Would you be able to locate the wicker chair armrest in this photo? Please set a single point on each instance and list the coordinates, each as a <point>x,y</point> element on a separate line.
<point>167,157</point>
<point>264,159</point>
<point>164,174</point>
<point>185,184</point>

::::::

**TASK DESCRIPTION:**
Could you reproduce every record above exactly as it appears?

**RESPONSE TO THE EXERCISE:**
Would you be able to locate the wicker chair armrest in this photo? Please set a single point on each instance and list the coordinates, each as a <point>x,y</point> element on a separate line.
<point>167,157</point>
<point>264,159</point>
<point>164,174</point>
<point>185,184</point>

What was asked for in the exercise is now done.